■ **Exercise brief**: Locate the line that contains "Would you be able to indicate the bristly". Print it and every subsequent line through the final line of the records, exactly and only those.

· · · · ·

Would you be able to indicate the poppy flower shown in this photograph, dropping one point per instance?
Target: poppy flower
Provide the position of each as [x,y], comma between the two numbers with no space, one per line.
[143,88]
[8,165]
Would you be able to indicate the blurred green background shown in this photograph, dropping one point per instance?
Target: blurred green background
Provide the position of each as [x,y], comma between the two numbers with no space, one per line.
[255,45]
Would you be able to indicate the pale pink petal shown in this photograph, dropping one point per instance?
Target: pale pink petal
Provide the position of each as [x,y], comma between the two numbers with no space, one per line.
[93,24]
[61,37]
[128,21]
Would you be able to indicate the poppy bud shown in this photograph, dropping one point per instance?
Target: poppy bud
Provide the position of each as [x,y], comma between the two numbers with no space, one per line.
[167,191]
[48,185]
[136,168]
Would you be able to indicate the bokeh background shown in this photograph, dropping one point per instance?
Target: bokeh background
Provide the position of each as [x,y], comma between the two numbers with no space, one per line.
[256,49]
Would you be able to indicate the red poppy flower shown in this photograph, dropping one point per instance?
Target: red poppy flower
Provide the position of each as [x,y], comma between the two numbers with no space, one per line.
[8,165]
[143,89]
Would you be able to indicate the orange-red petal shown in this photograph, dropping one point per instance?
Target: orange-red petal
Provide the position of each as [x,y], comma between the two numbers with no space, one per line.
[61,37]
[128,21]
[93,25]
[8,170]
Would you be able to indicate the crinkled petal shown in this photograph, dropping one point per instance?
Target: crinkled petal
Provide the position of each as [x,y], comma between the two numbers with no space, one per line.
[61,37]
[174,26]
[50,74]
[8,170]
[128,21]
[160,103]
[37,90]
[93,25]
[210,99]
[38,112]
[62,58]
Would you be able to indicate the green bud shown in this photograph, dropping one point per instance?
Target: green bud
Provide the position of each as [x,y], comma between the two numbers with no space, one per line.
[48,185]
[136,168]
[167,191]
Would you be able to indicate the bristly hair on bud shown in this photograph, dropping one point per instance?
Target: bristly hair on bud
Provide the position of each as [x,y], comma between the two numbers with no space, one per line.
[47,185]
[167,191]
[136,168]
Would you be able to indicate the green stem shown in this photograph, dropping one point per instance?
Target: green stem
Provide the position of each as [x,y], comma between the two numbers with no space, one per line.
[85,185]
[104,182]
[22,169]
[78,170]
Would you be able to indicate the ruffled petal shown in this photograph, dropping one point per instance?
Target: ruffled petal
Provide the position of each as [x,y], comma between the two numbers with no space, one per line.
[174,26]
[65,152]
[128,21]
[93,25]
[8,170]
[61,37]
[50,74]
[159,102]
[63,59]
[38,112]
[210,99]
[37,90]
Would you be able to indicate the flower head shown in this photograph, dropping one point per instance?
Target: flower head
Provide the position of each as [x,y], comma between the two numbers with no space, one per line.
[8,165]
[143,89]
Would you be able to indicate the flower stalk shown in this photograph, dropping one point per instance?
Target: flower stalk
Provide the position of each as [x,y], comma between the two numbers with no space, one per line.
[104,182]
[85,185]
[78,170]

· · · · ·

■ **Finished task**:
Would you be able to indicate the bristly hair on bud shown in this photograph, dropping one point per instance?
Target: bristly hair on bud
Provide the position of each as [x,y], comma between the two numbers with no space, one per line.
[47,185]
[167,191]
[136,168]
Would you be able to indicate the green stem shown in this photograph, dropping one point per instance?
Target: green stem
Provide the position of each as [x,y], comma between the two numbers with no space, one per line.
[85,185]
[104,182]
[22,169]
[78,170]
Would you be able to indicate the ruffled petal shown in this photograph, dropping one point per instance?
Target: ruffled petal
Provide the position of each as [x,y], comma between the two numbers with no space, one per line.
[174,26]
[65,152]
[128,21]
[93,25]
[8,170]
[61,37]
[50,74]
[159,102]
[63,59]
[38,112]
[210,99]
[37,90]
Would you be able to indicate the flower head shown in this photograph, dropping one point per instance?
Target: flower head
Provide the position of each as [x,y], comma between the two numbers with no space, one per line.
[8,165]
[143,89]
Would you be able to indicate the flower stalk shown in this photograph, dropping one point per instance?
Target: flower stalk
Provide the position of each as [x,y], comma between the two numbers with no space, one per line.
[104,182]
[85,185]
[78,170]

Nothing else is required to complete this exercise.